Exercise requirements – Rewrite the data below, changing every "field log" to "site survey" and leaving everything else untouched.

____

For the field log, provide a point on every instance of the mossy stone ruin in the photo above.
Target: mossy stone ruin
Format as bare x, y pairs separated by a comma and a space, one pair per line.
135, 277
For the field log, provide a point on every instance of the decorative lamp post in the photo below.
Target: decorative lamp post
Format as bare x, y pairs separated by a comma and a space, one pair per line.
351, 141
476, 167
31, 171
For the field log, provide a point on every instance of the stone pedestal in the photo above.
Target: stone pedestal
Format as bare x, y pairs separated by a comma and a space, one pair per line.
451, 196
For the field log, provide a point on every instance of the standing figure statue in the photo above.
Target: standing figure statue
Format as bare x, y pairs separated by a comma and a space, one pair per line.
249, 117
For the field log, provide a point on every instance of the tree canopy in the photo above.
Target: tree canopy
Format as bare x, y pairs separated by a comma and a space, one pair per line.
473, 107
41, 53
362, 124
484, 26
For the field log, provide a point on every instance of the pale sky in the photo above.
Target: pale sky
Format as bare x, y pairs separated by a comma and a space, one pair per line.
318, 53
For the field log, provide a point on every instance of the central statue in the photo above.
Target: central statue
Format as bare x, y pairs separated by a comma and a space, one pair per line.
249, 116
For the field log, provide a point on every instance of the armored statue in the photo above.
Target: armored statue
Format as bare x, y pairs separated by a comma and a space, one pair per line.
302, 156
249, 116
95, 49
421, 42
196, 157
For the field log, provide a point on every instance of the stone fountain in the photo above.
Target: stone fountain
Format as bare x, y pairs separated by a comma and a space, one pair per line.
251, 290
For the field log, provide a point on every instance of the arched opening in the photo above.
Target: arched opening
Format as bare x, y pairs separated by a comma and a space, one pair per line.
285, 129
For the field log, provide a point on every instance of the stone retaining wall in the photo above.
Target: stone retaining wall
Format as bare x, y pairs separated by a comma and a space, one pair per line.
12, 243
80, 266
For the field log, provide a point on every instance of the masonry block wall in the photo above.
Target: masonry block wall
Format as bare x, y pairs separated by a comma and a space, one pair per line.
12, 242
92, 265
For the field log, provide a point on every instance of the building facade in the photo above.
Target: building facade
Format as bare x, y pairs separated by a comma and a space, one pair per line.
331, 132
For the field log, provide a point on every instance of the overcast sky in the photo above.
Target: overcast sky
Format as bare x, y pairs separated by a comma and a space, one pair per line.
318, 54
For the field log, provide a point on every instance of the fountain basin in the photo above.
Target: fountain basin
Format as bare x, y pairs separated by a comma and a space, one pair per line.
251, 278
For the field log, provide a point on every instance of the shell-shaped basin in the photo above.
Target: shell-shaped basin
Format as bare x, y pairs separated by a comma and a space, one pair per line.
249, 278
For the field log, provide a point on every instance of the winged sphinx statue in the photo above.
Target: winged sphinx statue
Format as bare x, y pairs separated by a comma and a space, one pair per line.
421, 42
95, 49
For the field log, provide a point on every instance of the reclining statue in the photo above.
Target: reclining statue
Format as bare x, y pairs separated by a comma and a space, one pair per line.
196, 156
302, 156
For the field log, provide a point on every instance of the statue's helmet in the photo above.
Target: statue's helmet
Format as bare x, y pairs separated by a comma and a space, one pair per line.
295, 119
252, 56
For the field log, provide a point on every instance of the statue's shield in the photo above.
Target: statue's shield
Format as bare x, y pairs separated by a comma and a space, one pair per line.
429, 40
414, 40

____

Answer to this exercise –
For the site survey, provide a point on every instance of the mossy stone ruin in the photo above.
Target: mossy stone ruin
Format as bare x, y pairs separated by a comma and a space, one pair per line.
135, 277
For the site survey, provide a point on every instance of the decorative lamp post in the photo below.
Target: decorative lamp post
Format as bare x, y pairs separated by a comma and a space, one pair per line.
351, 141
476, 167
31, 171
For the site survey, provide a point on every instance of the stone pedestal in the photo above.
Target: stone pedestal
Format as bare x, y pairs separated by a comma and a space, one pair per line.
451, 196
For the site survey, provide a point on every instance of the standing figure statue in the photo above.
Target: standing figure statue
Format as bare x, y pairs separated by a comma and a space, one pair per line.
249, 117
For the site survey, provide a point on every instance of the tree canopy in the photo above.
Target: tree canopy
Format as bare x, y pairs separated by a comma and a space, one pair per line.
473, 107
41, 53
362, 124
484, 26
For the site survey, provide a point on every instance of the pale sky in the photo above.
Target: pale sky
Format as bare x, y pairs separated by a comma and a space, one pair per line.
318, 53
For the site survey, provide a point on every instance of the central statue in the photo above.
Target: central statue
Format as bare x, y pairs separated by a comma and a space, one pair per line.
249, 116
For the site survey, provide a point on every instance of the armored statue in the photo above.
Target: armored statue
Format as bare x, y pairs separated by a comma and a space, one pair per line.
302, 156
249, 116
95, 49
421, 42
196, 157
For the site survey, provide a point on every instance of the stone fountain in the photo above.
Target: stone fountain
Format as bare x, y pairs separated by a comma and a space, one pair per line.
251, 290
For the site survey, provide a point on every instance of the arched opening in the photo above.
Target: arched opening
Format as bare x, y pairs separated by a comma and a space, one pair per line.
285, 129
For the site survey, provide a point on every instance of the stone retaining wall in the photo above.
Target: stone retaining wall
Format as bare x, y pairs separated by a comma and a space, one pair per line.
12, 243
80, 266
For the site survey, provide a point on every instance of the masonry block wall in the photo above.
Target: masonry block wall
Format as bare x, y pairs separated by a comma and a space, one pair per line.
12, 242
92, 265
For the site survey, provide a point on every instance of the building facade in the photo above.
Target: building facade
Format as bare x, y pairs separated by a comma and a space, one pair per line.
331, 132
For the site survey, provide a point on every instance of the overcast sky in the photo above.
Target: overcast sky
Format as bare x, y pairs separated by a comma and a space, one pair per line.
318, 54
For the site survey, provide a point on every instance of the fountain basin in the photo above.
Target: fountain basin
Format as bare x, y pairs separated by a comma and a space, one pair per line.
251, 278
For the site survey, provide a point on every instance of the shell-shaped basin in the photo above.
Target: shell-shaped basin
Format as bare x, y pairs separated by a comma and a space, one pair per line.
249, 278
For the site survey, provide a point on every instance of the winged sphinx statue in the photo above.
Target: winged sphinx statue
Format as bare x, y pairs separated by a comma and a space, one pair per line.
421, 42
95, 49
For the site survey, provide a point on every instance of the reclining statue in the photo above.
Target: reclining statue
Format as bare x, y pairs separated by a comma and a space, one pair per line.
196, 156
302, 156
For the site survey, provide a point on every instance of the statue's helmet in the photo above.
Target: statue's helmet
Format as bare x, y pairs separated by a comma and a space, one pair per line.
295, 119
252, 56
For the site survey, provide a point on every instance of the statue's shield in the photo above.
Target: statue's shield
Format as bare x, y pairs separated by a comma and a space, one pair per line.
429, 40
414, 40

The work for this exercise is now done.